Source extract ::
The slaughter of innocents at Sandy Hook Elementary School will forever be regarded as one of the saddest consequences of America’s unbridled acceptance of guns in our culture. Let it be a turning point, too.
As a pediatrician, I am troubled that our country does not assure adequate resources to identify and intervene for troubled young people. As a mother, I am devastated that there is truly no safe community for my two young girls. We are all asking why. While there never will be a satisfying answer, now is the time to talk about the things we know, and should not accept.
We live in a society that celebrates violence. Children spend their formative years listening to music, watching movies and playing video games that contribute to aggressive behavior and normalization of violence.
We spend hundreds of billions of dollars on the military, yet skimp on education, health care, and support for mental health services.
The one unifying thread tying every massacre together, including at least seven mass shootings in 2012, is guns. In 2010, the number of people who died from firearms in the United States totaled 31,672. That’s 86 people, four of them children, each and every day.
Many believe that guns will keep us safe and insist on keeping discussion about their limits off the table. In our own state, we pediatricians actually had to fight for the right to speak with our patients about access to guns, a right — and responsibility — our state Legislature tried to take away because lawmakers cannot say no to the gun lobby.
Some say talking about gun legislation following a tragedy such as this one is opportunistic and political. But this is a life and death safety issue. With each mass shooting, the call to action is clearer and more urgent. Perhaps in these times, those who are indifferent on the issue will be more likely to realize they must take a stand, too. We owe it to the innocents at Sandy Hook Elementary.
The murder of 20 elementary school children and six adults is now branded onto our collective consciousness, and our national responsibility. If kids can’t be safe at school, we must find a way to ensure they are. That means we have to talk about guns. We have to talk about them today and tomorrow and next week and in the months to come. This is how a nation cares for its children.
We need to make sure that sensible gun legislation becomes a priority. We must demand that our politicians not be intimidated from taking real action. We need President Obama to lead the way.
Enough is enough.
Julia Belkowitz Lichtentstein, M.D., is assistant regional dean for student affairs at the University of Miami Miller School of Medicine.

Source information ::
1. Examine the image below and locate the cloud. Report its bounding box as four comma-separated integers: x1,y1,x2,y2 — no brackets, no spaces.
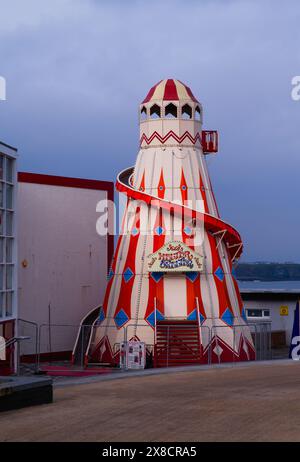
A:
0,0,300,260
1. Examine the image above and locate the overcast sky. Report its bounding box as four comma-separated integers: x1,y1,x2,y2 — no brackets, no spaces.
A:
0,0,300,262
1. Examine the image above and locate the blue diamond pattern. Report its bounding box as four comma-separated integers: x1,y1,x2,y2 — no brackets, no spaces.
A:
115,308,129,328
98,308,105,324
221,308,234,327
187,309,197,321
215,266,224,281
146,310,164,327
107,269,115,281
123,268,134,282
155,226,164,236
151,271,164,282
185,271,199,282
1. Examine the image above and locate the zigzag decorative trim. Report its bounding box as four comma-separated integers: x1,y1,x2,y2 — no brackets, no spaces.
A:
140,130,201,144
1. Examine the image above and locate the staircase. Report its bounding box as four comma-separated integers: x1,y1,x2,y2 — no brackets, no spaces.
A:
154,320,201,367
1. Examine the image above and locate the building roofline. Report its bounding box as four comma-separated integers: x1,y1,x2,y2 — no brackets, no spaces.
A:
0,141,18,152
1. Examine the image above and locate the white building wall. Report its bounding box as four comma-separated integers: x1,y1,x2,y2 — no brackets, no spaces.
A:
18,182,111,354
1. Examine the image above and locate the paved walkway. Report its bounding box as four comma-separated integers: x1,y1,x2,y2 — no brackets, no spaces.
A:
0,361,300,442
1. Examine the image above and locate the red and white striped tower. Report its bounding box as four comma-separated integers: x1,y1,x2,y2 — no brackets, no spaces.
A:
90,79,255,363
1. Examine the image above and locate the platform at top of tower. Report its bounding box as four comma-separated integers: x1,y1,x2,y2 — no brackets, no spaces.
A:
142,79,198,104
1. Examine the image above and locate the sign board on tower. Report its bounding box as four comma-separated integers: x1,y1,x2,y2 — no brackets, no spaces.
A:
148,241,203,272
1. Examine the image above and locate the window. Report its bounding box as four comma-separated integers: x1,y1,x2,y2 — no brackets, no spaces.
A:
195,106,201,120
6,157,14,183
6,238,14,263
141,106,147,120
165,103,177,119
150,104,160,119
6,184,13,209
246,308,270,318
5,291,13,316
0,152,15,319
181,104,192,120
6,212,13,236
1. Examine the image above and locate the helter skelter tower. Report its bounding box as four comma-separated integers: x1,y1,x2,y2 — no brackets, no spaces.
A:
85,79,255,366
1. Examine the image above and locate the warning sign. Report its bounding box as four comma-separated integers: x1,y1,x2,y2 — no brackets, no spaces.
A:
280,305,289,316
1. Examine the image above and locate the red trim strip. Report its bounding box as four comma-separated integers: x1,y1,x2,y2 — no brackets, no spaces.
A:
140,130,201,144
116,168,243,258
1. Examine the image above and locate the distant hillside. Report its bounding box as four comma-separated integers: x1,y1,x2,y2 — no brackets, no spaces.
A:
236,263,300,281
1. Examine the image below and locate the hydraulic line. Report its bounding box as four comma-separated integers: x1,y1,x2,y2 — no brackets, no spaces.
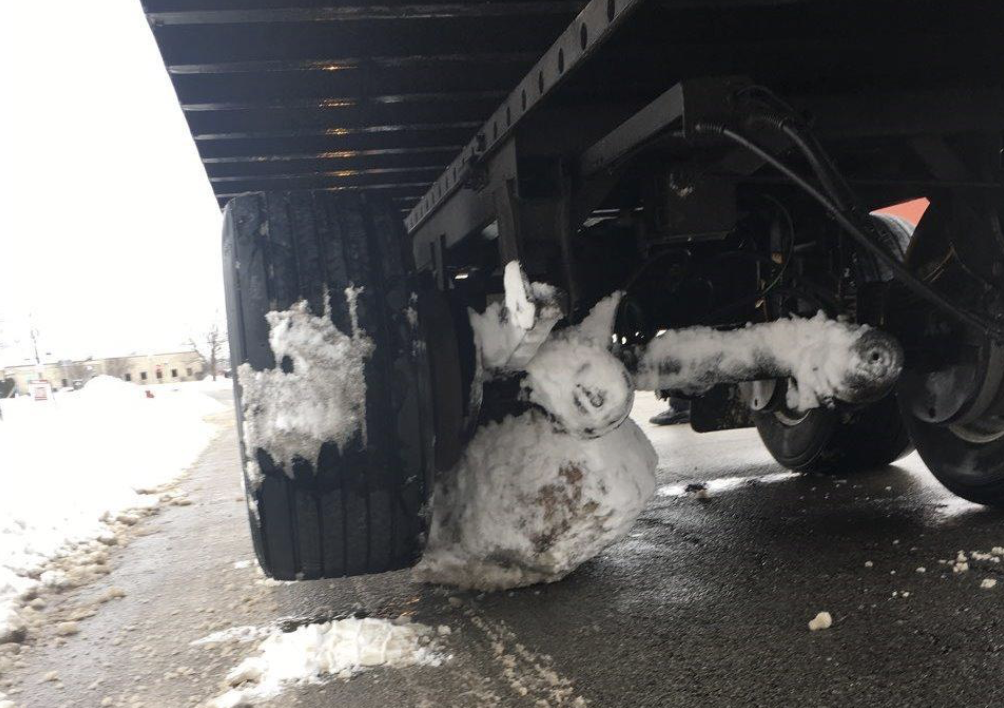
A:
695,123,1004,341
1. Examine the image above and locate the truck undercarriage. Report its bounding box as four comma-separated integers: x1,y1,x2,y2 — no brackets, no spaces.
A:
145,0,1004,576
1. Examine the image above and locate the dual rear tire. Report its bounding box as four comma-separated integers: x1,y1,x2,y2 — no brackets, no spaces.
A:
223,192,433,580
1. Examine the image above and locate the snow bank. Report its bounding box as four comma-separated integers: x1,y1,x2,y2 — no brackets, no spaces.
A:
415,411,658,591
209,618,445,708
238,287,373,482
0,377,226,642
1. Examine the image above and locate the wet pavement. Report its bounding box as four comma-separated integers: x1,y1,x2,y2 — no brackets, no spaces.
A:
0,389,1004,708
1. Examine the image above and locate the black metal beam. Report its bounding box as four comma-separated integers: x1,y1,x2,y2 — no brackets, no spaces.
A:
202,145,462,165
182,91,502,112
147,0,583,27
405,0,644,231
193,121,481,142
168,51,537,75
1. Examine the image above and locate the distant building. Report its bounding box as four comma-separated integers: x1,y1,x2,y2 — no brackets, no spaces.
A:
0,351,205,394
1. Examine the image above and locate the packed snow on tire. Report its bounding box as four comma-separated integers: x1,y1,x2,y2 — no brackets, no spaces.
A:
237,287,373,486
0,376,226,644
208,618,447,708
415,289,658,591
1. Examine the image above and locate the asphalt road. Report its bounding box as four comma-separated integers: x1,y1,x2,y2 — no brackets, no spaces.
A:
1,389,1004,708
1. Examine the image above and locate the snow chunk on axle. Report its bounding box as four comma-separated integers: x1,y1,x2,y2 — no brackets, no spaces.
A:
636,312,903,411
237,287,373,484
415,277,658,591
415,411,658,591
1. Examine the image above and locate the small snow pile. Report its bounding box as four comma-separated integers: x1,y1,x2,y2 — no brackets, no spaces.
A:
415,289,658,591
637,311,902,410
468,261,563,374
523,292,635,438
415,411,658,591
0,376,226,644
237,287,373,481
209,618,445,708
809,612,833,632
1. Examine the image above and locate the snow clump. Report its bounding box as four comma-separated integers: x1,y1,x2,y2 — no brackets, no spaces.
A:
809,612,833,632
237,287,373,491
637,311,902,411
415,411,658,591
415,295,658,591
209,618,446,708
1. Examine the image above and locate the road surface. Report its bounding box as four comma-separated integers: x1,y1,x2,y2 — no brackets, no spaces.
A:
0,389,1004,708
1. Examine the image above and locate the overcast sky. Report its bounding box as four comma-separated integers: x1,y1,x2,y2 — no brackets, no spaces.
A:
0,0,224,364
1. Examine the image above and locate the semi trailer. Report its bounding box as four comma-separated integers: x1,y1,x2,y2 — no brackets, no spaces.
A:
144,0,1004,579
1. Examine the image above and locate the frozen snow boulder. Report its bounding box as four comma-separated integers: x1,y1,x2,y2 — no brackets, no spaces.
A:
415,411,658,591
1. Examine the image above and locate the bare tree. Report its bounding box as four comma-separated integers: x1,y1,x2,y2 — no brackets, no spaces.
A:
188,322,227,381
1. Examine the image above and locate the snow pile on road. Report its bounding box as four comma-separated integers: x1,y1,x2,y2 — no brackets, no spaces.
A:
238,287,373,483
637,311,896,410
0,377,225,643
208,618,446,708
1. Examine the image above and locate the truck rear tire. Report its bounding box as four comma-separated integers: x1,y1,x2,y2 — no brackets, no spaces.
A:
223,192,433,580
753,214,914,475
753,395,913,475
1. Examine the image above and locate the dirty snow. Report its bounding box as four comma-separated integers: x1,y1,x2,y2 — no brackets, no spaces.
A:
0,377,225,643
523,293,635,438
415,287,658,591
809,612,833,632
637,312,890,410
208,618,447,708
415,411,657,591
237,287,373,484
468,261,562,374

To do ::
1. Do these statements agree with the Sandy Hook op-ed? Answer yes or no for each, and quote the deciding words from the op-ed. (a) The op-ed says 31,672 people in the United States died from firearms in 2010. (b) The op-ed's author is the mother of two sons. (c) The op-ed says the state Legislature tried to take away pediatricians' right to speak with patients about access to guns.
2. Reproduce everything in the Sandy Hook op-ed from "Many believe that" down to "Sandy Hook Elementary.", word for word.

Responses to the exercise ::
1.
(a) Yes: "In 2010, the number of people who died from firearms in the United States totaled 31,672."
(b) No: "As a mother, I am devastated that there is truly no safe community for my two young girls."
(c) Yes: "we pediatricians actually had to fight for the right to speak with our patients about access to guns, a right — and responsibility — our state Legislature tried to take away"

2.
Many believe that guns will keep us safe and insist on keeping discussion about their limits off the table. In our own state, we pediatricians actually had to fight for the right to speak with our patients about access to guns, a right — and responsibility — our state Legislature tried to take away because lawmakers cannot say no to the gun lobby.
Some say talking about gun legislation following a tragedy such as this one is opportunistic and political. But this is a life and death safety issue. With each mass shooting, the call to action is clearer and more urgent. Perhaps in these times, those who are indifferent on the issue will be more likely to realize they must take a stand, too. We owe it to the innocents at Sandy Hook Elementary.